#### WRITTEN REQUEST:
Revise the data starting at the line containing "Note to the class: find the white lace" and ending at the line containing "(1144, 346)", replacing "drop a marker" with "place a pin" and leaving everything else unchanged. Return only those lines.

#### RECORDS SHOWN:
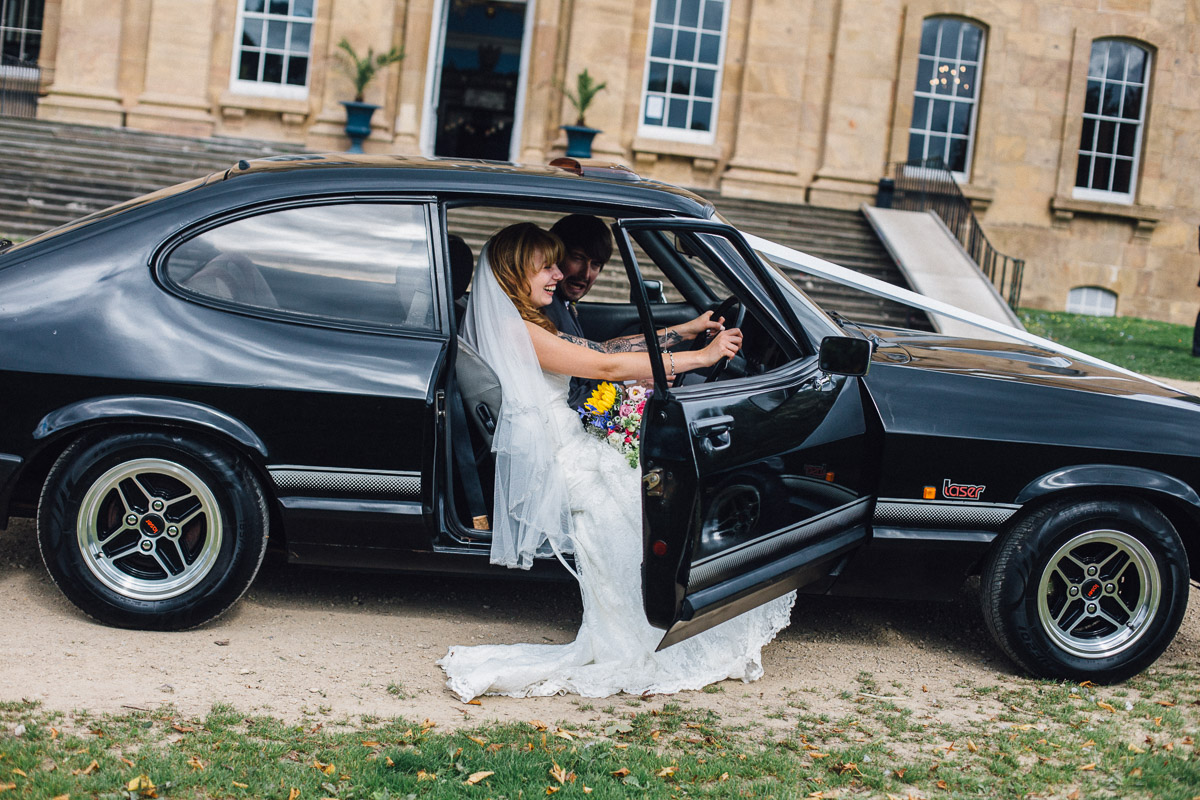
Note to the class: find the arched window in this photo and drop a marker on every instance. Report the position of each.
(1092, 300)
(943, 103)
(1114, 112)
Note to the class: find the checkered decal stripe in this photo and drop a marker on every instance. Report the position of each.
(937, 513)
(355, 482)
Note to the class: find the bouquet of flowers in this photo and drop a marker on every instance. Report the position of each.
(613, 413)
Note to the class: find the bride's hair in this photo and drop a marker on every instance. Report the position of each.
(510, 253)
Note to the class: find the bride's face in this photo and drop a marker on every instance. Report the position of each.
(544, 281)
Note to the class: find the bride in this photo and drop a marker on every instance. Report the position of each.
(557, 485)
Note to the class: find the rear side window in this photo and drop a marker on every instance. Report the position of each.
(358, 263)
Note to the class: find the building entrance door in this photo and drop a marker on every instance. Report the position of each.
(479, 89)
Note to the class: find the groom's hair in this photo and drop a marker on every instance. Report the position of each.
(587, 233)
(510, 252)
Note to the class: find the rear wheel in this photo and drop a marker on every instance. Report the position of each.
(151, 530)
(1087, 589)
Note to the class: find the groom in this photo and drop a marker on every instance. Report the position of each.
(587, 245)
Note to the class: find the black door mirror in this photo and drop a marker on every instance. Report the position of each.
(654, 292)
(845, 355)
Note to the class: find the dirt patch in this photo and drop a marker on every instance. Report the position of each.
(312, 642)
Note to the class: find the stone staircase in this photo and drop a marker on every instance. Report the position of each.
(52, 173)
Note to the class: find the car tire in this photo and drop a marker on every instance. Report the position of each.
(151, 530)
(1039, 581)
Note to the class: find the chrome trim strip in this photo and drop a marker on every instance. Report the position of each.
(347, 481)
(719, 566)
(942, 513)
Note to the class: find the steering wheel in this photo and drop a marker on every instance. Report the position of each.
(700, 342)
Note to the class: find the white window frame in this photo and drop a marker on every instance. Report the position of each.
(427, 138)
(257, 88)
(1092, 301)
(963, 175)
(1107, 196)
(684, 134)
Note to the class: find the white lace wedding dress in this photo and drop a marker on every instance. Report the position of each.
(613, 650)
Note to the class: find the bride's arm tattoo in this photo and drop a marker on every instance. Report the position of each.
(634, 343)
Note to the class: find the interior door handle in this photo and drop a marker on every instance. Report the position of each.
(713, 432)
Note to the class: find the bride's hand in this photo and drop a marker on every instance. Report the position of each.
(725, 346)
(702, 324)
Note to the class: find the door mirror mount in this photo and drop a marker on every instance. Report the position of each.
(845, 355)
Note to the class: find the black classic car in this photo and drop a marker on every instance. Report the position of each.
(269, 355)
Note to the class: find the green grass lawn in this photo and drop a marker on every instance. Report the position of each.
(1144, 346)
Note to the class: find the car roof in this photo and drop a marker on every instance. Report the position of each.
(594, 182)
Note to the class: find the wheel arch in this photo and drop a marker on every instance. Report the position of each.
(119, 414)
(1175, 498)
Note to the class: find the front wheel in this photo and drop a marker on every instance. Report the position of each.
(1087, 589)
(151, 530)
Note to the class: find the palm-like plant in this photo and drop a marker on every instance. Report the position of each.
(586, 89)
(361, 71)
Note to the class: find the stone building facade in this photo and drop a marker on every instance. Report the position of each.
(1073, 125)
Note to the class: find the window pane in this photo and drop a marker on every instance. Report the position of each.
(1083, 170)
(273, 67)
(972, 36)
(714, 11)
(1122, 168)
(298, 71)
(1092, 101)
(1087, 140)
(1135, 65)
(1116, 60)
(359, 263)
(916, 146)
(658, 77)
(1107, 136)
(1132, 107)
(1111, 100)
(689, 13)
(929, 37)
(660, 46)
(685, 46)
(941, 119)
(948, 48)
(247, 70)
(1127, 138)
(252, 32)
(681, 80)
(300, 36)
(958, 160)
(1101, 168)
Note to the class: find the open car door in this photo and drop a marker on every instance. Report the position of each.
(753, 485)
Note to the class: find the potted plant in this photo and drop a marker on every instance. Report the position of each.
(361, 71)
(579, 136)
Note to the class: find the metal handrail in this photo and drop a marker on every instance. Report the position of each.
(927, 185)
(19, 85)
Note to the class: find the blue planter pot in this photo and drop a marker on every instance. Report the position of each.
(579, 140)
(358, 122)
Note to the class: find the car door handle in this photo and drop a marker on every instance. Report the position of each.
(713, 432)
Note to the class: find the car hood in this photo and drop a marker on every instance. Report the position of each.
(1017, 362)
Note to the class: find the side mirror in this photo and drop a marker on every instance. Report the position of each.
(654, 290)
(845, 355)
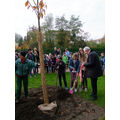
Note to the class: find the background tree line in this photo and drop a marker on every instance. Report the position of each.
(63, 33)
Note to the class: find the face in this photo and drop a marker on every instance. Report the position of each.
(29, 52)
(87, 52)
(55, 48)
(102, 54)
(21, 57)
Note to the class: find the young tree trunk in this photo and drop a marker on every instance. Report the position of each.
(41, 56)
(42, 69)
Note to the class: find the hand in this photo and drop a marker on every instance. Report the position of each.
(73, 69)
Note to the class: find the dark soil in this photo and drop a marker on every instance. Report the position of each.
(69, 107)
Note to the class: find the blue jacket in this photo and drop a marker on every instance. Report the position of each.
(76, 65)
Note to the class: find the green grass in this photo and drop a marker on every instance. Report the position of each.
(35, 82)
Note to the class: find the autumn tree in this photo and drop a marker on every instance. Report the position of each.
(49, 34)
(39, 9)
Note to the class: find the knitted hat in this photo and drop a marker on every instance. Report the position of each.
(86, 48)
(23, 54)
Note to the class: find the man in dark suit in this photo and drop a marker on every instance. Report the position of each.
(93, 70)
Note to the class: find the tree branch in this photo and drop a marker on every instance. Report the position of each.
(32, 8)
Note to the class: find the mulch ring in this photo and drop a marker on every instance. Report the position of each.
(69, 107)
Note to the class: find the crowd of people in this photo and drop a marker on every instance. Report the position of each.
(83, 64)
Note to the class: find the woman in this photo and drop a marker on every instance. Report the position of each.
(83, 58)
(74, 66)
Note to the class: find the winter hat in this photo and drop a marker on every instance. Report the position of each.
(23, 53)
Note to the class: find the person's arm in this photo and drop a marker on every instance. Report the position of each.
(32, 64)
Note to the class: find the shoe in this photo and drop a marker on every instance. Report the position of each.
(75, 90)
(71, 91)
(86, 89)
(17, 101)
(66, 88)
(93, 98)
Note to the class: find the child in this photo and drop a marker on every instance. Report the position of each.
(60, 66)
(83, 58)
(22, 69)
(74, 66)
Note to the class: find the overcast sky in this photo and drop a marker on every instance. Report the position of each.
(91, 12)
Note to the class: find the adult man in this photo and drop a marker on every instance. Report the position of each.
(55, 52)
(93, 70)
(31, 56)
(67, 53)
(22, 68)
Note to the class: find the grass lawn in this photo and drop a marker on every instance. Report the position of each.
(35, 82)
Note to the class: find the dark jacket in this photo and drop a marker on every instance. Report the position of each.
(60, 66)
(55, 52)
(23, 69)
(93, 66)
(76, 65)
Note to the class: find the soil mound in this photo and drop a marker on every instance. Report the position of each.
(69, 107)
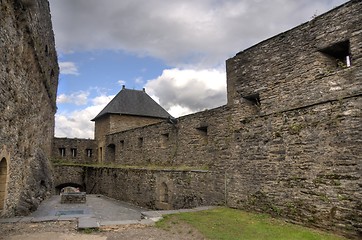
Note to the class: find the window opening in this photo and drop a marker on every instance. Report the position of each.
(89, 152)
(3, 182)
(74, 152)
(339, 53)
(202, 130)
(140, 142)
(164, 139)
(253, 99)
(101, 154)
(111, 148)
(62, 152)
(164, 193)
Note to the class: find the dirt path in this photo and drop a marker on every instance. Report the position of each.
(67, 231)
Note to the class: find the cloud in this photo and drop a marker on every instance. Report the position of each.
(77, 98)
(77, 124)
(183, 91)
(68, 68)
(121, 82)
(202, 33)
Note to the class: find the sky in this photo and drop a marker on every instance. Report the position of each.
(176, 50)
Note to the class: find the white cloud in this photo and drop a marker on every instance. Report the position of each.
(77, 124)
(77, 98)
(68, 68)
(184, 91)
(202, 33)
(121, 82)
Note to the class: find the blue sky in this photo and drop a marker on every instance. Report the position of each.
(175, 49)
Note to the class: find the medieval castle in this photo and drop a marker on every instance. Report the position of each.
(288, 141)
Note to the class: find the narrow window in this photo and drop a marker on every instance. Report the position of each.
(140, 142)
(202, 130)
(164, 193)
(253, 99)
(62, 152)
(111, 152)
(89, 152)
(101, 154)
(338, 54)
(164, 140)
(74, 152)
(3, 182)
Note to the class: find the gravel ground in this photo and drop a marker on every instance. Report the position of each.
(67, 230)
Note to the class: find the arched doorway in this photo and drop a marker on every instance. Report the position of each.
(164, 193)
(3, 182)
(111, 152)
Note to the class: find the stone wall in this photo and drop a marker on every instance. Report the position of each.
(153, 189)
(74, 150)
(302, 164)
(28, 86)
(288, 141)
(114, 123)
(303, 66)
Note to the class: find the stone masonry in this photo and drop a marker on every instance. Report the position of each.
(288, 142)
(28, 87)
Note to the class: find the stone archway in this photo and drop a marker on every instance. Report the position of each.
(111, 153)
(3, 182)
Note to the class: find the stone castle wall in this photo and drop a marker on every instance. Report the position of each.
(28, 86)
(116, 123)
(153, 189)
(74, 150)
(287, 142)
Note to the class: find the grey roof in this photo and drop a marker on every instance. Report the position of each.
(133, 102)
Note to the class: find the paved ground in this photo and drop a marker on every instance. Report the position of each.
(97, 211)
(115, 219)
(97, 206)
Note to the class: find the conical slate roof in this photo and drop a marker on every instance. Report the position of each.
(133, 102)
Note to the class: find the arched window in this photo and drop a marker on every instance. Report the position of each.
(164, 193)
(3, 181)
(111, 152)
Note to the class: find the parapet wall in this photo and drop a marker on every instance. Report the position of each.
(28, 87)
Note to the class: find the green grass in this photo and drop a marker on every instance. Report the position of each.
(230, 224)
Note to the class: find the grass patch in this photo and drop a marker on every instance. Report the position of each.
(231, 224)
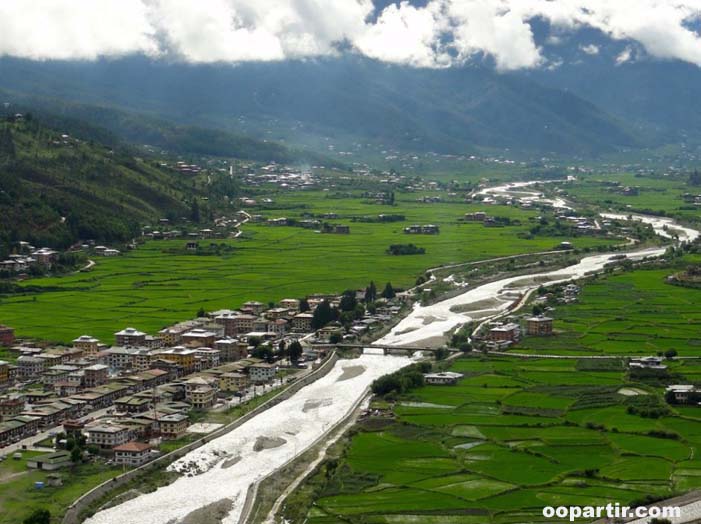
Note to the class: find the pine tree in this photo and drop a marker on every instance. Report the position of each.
(388, 292)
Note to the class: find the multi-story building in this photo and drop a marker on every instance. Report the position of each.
(108, 436)
(231, 349)
(180, 355)
(132, 454)
(95, 375)
(7, 335)
(262, 372)
(539, 326)
(255, 308)
(233, 381)
(302, 322)
(4, 372)
(130, 337)
(173, 425)
(202, 397)
(89, 345)
(11, 407)
(290, 304)
(30, 367)
(129, 358)
(505, 333)
(199, 338)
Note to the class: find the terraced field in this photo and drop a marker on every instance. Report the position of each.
(152, 287)
(632, 313)
(511, 437)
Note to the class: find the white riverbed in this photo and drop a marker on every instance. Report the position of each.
(298, 421)
(519, 191)
(227, 466)
(424, 324)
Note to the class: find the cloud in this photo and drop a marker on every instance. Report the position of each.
(590, 49)
(432, 33)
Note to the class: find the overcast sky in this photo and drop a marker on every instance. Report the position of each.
(442, 33)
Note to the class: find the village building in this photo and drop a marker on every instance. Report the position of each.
(30, 367)
(302, 322)
(7, 335)
(108, 436)
(233, 382)
(231, 349)
(130, 337)
(181, 356)
(95, 375)
(290, 304)
(510, 332)
(539, 326)
(442, 378)
(173, 425)
(50, 461)
(132, 454)
(4, 373)
(262, 372)
(254, 307)
(647, 363)
(87, 344)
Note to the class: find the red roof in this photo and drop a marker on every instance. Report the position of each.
(133, 447)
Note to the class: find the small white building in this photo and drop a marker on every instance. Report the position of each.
(442, 378)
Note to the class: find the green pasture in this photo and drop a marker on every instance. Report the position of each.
(634, 313)
(478, 462)
(150, 287)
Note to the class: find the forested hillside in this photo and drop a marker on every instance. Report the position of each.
(56, 189)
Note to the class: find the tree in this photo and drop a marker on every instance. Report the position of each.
(388, 292)
(76, 454)
(195, 211)
(295, 351)
(348, 301)
(38, 516)
(323, 314)
(370, 293)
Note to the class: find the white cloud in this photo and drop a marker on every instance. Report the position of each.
(438, 34)
(590, 49)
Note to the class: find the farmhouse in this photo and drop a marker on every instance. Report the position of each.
(681, 393)
(507, 332)
(132, 454)
(7, 335)
(539, 326)
(50, 461)
(262, 372)
(647, 363)
(129, 337)
(442, 378)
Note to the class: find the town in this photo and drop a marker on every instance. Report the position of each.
(120, 400)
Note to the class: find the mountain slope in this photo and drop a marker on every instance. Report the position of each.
(55, 190)
(451, 111)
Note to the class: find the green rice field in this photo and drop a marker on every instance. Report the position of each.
(511, 437)
(151, 287)
(626, 314)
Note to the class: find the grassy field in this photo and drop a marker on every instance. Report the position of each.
(151, 287)
(631, 313)
(512, 437)
(656, 193)
(20, 497)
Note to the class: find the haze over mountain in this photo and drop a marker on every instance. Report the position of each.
(578, 77)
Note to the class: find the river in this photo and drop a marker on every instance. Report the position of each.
(223, 469)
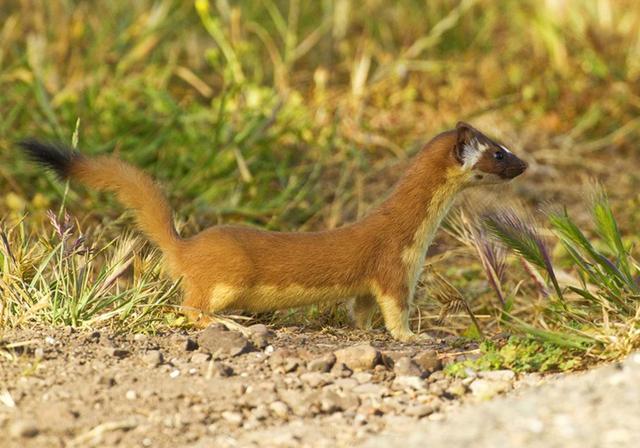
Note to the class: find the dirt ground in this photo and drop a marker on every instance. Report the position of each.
(214, 387)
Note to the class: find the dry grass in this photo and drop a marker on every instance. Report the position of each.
(300, 115)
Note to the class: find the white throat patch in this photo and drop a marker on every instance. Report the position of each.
(471, 153)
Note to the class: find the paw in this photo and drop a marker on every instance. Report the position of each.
(410, 336)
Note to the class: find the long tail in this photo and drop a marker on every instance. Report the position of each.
(134, 188)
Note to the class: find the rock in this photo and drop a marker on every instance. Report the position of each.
(220, 369)
(199, 357)
(23, 429)
(279, 409)
(315, 379)
(428, 361)
(131, 395)
(38, 353)
(153, 358)
(409, 382)
(362, 377)
(322, 364)
(339, 370)
(106, 380)
(420, 410)
(405, 366)
(359, 357)
(260, 335)
(497, 375)
(345, 383)
(284, 361)
(119, 353)
(331, 401)
(456, 389)
(220, 342)
(232, 417)
(484, 389)
(371, 390)
(189, 345)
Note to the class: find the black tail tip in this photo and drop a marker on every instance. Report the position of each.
(55, 157)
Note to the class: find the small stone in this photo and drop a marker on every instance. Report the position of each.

#### ANSWER TO THIS PROBLEM:
Note to the class: find the white lace wedding dress in this photo and place a pin on every instance. Report the position of each.
(613, 650)
Note to the class: find the bride's arm tattoo in this photo and place a pin on every instance. Report the position of each.
(634, 343)
Note to the class: find the interior door handle in this photo and place a pin on every instance. Report the position of each.
(713, 432)
Note to the class: find the bride's hand in this photo and place a pin on every instance. Report the position of each.
(725, 346)
(702, 324)
Note to the class: find the door mirror mount in this photo and place a pin on every instance. Report the position of each.
(845, 355)
Note to the class: find the black classic car in this photo and place a pin on every instance. Report the position of each.
(269, 355)
Note to the class: find the green grass lawn in this photo and place a pin on every instance. Report the position of each.
(1144, 346)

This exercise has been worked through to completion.